_PETITE TÂCHE A_. Indiquez combien de lignes des entrées contiennent le mot « dark », en respectant les majuscules et les minuscules. Donnez uniquement le nombre.

_PASSAGE EXTRAIT_.
##########

Quant au service clientèle, dont l’unique plateforme est basée à Arras (Pas-de-Calais), inutile, en cas de litige, de tenter de les joindre par téléphone ou par mail : seule une adresse postale est disponible. La SNCF avoue être confrontée à des difficultés pour répondre aux attentes des usagers dans des délais satisfaisants et assure travailler à l’élaboration d’un dispositif plus accessible. Mais les priorités sont ailleurs. « Les gares ont été réorganisées pour se consacrer davantage à la vente, et le traitement clientèle prend trop de temps », atteste Laëtitia Castanet.
Le nouveau calendrier voyageurs entré en vigueur le 6 juillet 2008 est vivement critiqué par la Fnaut. Il étendrait les périodes de pointe (dites blanches), les plus coûteuses, et pénaliserait ceux (les plus fidèles) qui possèdent une carte commerciale 12-25, Seniors et Enfant +. Soit précisément ceux « dont le pouvoir d’achat est le plus limité » , et qui pourraient voir le prix de leur billet augmenté de 33 % à 50 %.

Devant cette quête exacerbée de rentabilité, les syndicats s’alarment du poids des exigences qui pèse sur les agents commerciaux. « Cela fait des années que des pressions s’exercent sur ces agents, témoigne Serge Poiraud, responsable du collectif d’exploitation pour les guichets à la CGT, chacun a des objectifs de vente, avec un suivi journalier. » Et avec, à la clef, un « commissionnement à l’acte » qui, selon le syndicaliste, contribue à installer une forme de compétition motivée par l’appât du gain. « Certains agents se prennent au jeu, ce qui entraîne des dérives, regrette-t-il. Par exemple, on peut en voir qui pratiquent la vente forcée de carte commerciale à des personnes qui risquent de ne s’en servir qu’une fois. Voilà l’un des effets contraires au service public. » D’autre part, beaucoup déplorent ce qu’il est convenu d’appeler, dans le jargon syndical, la « déshumanisation » des gares. En ces temps de réduction des coûts, l’informatisation est le choix logique : automates et vente par Internet sont privilégiés au détriment de l’humain. « Les voyageurs ont besoin d’une présence humaine, proteste Serge Poiraud. De plus, toutes les catégories de la population ne sont pas équipées d’Internet. » L’oublier, c’est décider que, même pour l’achat de billet, il ne faut plus compter sur une égalité ­d’accès.

##########

_DONNÉES ENREGISTRÉES_.
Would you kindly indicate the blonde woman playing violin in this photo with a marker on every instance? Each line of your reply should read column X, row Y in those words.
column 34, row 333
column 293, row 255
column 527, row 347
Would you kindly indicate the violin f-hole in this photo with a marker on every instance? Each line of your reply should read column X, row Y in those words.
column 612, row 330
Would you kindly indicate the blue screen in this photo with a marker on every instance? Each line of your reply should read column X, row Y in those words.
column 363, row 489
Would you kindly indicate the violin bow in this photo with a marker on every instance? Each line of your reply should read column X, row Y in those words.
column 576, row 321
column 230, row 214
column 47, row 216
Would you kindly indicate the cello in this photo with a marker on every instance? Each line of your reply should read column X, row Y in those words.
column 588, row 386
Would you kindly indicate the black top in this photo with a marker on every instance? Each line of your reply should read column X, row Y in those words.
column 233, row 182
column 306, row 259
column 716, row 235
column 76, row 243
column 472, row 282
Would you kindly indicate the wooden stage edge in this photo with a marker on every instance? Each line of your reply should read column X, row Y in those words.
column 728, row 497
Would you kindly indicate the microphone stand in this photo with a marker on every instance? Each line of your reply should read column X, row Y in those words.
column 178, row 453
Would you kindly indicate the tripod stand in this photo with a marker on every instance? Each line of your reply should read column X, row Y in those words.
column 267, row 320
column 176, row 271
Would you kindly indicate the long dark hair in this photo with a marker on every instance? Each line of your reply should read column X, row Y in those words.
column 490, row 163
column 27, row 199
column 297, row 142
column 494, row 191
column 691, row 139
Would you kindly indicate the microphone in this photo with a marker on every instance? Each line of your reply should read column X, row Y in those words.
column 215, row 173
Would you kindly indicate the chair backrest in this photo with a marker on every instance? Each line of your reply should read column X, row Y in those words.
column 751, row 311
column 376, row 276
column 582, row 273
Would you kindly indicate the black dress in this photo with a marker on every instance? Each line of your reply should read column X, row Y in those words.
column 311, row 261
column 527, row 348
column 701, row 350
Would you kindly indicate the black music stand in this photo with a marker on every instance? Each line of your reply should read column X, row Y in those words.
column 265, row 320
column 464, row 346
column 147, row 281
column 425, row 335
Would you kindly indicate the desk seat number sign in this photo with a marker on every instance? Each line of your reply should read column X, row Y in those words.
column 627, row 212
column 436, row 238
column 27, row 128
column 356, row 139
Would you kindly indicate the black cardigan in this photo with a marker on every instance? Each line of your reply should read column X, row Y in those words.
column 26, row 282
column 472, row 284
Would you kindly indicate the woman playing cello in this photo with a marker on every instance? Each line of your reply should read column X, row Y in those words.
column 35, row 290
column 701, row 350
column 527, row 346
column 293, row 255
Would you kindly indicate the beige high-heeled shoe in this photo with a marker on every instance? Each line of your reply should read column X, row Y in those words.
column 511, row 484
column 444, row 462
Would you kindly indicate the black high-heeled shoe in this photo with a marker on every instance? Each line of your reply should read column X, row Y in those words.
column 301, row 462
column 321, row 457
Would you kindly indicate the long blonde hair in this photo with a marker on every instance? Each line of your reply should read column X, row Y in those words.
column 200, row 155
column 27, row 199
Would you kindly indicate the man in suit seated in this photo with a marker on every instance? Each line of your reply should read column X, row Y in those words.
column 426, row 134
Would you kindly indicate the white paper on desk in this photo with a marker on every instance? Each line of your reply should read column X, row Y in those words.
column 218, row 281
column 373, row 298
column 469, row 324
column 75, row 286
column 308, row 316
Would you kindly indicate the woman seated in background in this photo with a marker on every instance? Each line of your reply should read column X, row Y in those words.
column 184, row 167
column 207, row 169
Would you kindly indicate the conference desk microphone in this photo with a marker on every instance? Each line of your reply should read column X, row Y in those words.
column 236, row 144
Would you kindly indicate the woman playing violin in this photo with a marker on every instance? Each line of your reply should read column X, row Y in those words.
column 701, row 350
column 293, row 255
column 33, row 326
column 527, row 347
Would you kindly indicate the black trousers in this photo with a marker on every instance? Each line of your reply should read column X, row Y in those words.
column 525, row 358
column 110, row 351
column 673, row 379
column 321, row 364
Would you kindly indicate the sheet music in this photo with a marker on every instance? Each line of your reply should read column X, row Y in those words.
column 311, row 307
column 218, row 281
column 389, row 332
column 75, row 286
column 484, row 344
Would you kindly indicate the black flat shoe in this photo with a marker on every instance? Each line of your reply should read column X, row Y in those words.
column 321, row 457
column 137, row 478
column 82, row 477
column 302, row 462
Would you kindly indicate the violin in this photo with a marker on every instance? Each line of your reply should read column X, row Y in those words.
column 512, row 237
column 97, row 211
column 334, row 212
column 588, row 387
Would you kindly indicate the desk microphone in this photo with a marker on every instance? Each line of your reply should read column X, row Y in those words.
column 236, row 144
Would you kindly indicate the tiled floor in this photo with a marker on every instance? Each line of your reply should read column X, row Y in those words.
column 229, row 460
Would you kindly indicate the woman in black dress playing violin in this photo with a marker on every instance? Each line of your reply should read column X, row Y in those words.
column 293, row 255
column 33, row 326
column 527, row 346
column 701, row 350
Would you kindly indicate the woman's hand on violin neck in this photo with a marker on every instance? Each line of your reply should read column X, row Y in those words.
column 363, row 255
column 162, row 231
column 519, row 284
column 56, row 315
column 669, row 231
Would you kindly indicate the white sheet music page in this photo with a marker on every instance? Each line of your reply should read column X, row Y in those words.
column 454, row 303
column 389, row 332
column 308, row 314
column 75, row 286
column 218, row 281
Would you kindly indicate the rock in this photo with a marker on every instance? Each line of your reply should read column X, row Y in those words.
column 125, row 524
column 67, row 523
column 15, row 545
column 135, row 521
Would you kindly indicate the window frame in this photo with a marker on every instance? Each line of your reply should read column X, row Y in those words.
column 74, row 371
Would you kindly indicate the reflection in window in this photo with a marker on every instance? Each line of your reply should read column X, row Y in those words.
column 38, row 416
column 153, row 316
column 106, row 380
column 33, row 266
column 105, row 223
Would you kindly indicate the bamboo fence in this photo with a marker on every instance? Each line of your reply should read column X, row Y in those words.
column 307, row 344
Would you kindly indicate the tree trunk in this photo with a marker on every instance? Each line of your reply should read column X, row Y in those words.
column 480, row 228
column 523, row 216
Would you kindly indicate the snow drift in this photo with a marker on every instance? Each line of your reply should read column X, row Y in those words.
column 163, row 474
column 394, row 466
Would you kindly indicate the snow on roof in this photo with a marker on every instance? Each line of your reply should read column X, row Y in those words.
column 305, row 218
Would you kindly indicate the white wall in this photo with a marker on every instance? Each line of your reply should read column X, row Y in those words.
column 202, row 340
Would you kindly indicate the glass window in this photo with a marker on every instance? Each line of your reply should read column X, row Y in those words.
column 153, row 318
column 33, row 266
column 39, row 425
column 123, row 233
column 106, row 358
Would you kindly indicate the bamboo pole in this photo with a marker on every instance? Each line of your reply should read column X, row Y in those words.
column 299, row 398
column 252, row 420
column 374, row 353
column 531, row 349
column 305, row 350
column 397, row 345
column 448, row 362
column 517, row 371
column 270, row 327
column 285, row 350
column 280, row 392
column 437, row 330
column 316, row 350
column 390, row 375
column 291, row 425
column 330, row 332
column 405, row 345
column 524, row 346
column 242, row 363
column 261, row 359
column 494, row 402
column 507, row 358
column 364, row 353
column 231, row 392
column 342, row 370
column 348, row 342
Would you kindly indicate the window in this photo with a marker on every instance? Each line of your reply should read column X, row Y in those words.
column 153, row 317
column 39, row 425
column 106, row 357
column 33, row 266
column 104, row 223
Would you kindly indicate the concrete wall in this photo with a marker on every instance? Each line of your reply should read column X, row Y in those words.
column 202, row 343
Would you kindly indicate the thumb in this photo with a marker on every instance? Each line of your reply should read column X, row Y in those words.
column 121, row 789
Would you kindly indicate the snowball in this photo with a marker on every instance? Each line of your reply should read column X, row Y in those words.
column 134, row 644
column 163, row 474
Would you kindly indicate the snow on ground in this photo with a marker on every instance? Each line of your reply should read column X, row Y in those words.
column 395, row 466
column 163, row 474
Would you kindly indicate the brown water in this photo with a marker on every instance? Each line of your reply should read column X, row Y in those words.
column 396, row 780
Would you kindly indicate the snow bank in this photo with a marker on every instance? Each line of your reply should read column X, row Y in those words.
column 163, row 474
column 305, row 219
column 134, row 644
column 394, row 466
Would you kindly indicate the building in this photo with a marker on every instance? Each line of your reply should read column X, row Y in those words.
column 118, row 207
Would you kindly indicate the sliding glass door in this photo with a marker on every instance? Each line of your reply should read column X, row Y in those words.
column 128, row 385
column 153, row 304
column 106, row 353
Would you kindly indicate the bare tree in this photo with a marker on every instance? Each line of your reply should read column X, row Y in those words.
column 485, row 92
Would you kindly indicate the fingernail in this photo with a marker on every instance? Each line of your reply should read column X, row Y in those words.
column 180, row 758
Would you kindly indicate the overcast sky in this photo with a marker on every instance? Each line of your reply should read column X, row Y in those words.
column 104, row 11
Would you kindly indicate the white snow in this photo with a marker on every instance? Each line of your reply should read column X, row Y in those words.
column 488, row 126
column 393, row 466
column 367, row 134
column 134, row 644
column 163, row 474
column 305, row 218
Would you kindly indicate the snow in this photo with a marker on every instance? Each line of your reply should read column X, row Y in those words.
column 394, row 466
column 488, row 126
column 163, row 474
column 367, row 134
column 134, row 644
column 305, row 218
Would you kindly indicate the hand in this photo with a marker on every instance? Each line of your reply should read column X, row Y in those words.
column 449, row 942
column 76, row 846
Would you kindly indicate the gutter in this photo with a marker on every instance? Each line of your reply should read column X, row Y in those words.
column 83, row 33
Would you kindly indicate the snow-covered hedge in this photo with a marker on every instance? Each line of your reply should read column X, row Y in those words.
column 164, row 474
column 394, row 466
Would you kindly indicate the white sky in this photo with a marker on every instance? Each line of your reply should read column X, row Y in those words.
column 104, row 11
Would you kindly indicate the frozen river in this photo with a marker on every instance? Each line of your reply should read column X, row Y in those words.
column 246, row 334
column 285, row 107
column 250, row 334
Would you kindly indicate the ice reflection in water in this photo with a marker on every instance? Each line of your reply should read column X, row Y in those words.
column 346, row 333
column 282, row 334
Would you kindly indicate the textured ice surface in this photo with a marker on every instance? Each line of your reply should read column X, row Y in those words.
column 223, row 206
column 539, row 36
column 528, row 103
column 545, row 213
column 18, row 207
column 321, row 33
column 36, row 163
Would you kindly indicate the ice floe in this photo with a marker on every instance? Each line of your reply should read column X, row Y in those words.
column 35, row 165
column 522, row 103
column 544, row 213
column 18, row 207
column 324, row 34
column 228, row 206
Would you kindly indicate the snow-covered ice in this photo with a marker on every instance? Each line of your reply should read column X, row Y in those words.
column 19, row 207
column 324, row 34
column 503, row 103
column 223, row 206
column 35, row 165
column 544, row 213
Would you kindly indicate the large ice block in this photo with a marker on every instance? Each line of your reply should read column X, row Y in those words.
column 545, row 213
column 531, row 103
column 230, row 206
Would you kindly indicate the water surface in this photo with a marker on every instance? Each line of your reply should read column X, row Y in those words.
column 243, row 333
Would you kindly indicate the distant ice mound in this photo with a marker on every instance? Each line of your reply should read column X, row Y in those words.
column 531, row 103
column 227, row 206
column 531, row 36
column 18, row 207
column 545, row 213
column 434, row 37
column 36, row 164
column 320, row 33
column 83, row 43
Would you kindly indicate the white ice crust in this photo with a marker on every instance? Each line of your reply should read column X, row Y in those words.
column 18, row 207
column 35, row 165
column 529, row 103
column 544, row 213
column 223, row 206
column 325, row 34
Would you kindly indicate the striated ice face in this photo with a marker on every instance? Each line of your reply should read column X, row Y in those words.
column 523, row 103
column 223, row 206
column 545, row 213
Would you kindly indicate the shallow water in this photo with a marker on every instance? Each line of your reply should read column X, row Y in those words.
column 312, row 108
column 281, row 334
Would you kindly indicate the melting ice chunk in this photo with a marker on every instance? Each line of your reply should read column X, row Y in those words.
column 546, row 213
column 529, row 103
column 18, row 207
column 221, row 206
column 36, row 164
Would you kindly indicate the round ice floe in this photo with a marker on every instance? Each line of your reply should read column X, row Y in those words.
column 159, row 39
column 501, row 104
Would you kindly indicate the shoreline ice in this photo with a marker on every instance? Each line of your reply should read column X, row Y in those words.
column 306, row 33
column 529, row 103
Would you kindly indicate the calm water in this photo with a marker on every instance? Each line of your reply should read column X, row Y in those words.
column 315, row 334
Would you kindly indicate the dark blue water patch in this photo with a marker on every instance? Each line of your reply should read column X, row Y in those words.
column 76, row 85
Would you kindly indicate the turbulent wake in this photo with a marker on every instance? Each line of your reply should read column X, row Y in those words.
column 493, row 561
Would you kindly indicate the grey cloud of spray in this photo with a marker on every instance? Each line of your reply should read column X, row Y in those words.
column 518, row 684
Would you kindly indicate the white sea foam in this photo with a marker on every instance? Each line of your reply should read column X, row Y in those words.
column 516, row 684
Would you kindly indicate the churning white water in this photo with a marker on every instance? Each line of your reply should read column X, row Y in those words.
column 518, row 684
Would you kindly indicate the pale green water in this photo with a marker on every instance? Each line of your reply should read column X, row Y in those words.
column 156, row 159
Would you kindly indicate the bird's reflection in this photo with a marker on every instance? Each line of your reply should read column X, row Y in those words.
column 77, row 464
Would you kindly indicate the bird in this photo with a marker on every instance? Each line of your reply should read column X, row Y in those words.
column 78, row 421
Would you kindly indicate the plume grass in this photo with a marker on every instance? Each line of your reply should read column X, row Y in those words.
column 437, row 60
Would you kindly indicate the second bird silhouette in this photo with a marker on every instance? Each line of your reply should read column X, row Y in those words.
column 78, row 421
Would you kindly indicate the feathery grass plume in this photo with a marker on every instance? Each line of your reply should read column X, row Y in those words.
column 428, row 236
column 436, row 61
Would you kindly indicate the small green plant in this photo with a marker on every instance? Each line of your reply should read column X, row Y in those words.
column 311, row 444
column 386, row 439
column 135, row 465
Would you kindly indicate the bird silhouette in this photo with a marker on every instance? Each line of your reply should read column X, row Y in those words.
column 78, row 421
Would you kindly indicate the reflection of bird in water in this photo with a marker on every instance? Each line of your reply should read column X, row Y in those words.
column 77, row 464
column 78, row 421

##########

_PETITE TÂCHE B_. Recopiez à l'identique l'extrait sur la SNCF, en commençant par « Le nouveau calendrier » et en continuant jusqu'à « 33 % à 50 %. ».

_RÉPONSE COMPLÈTE A_. 2

_RÉPONSE COMPLÈTE B_.
Le nouveau calendrier voyageurs entré en vigueur le 6 juillet 2008 est vivement critiqué par la Fnaut. Il étendrait les périodes de pointe (dites blanches), les plus coûteuses, et pénaliserait ceux (les plus fidèles) qui possèdent une carte commerciale 12-25, Seniors et Enfant +. Soit précisément ceux « dont le pouvoir d’achat est le plus limité » , et qui pourraient voir le prix de leur billet augmenté de 33 % à 50 %.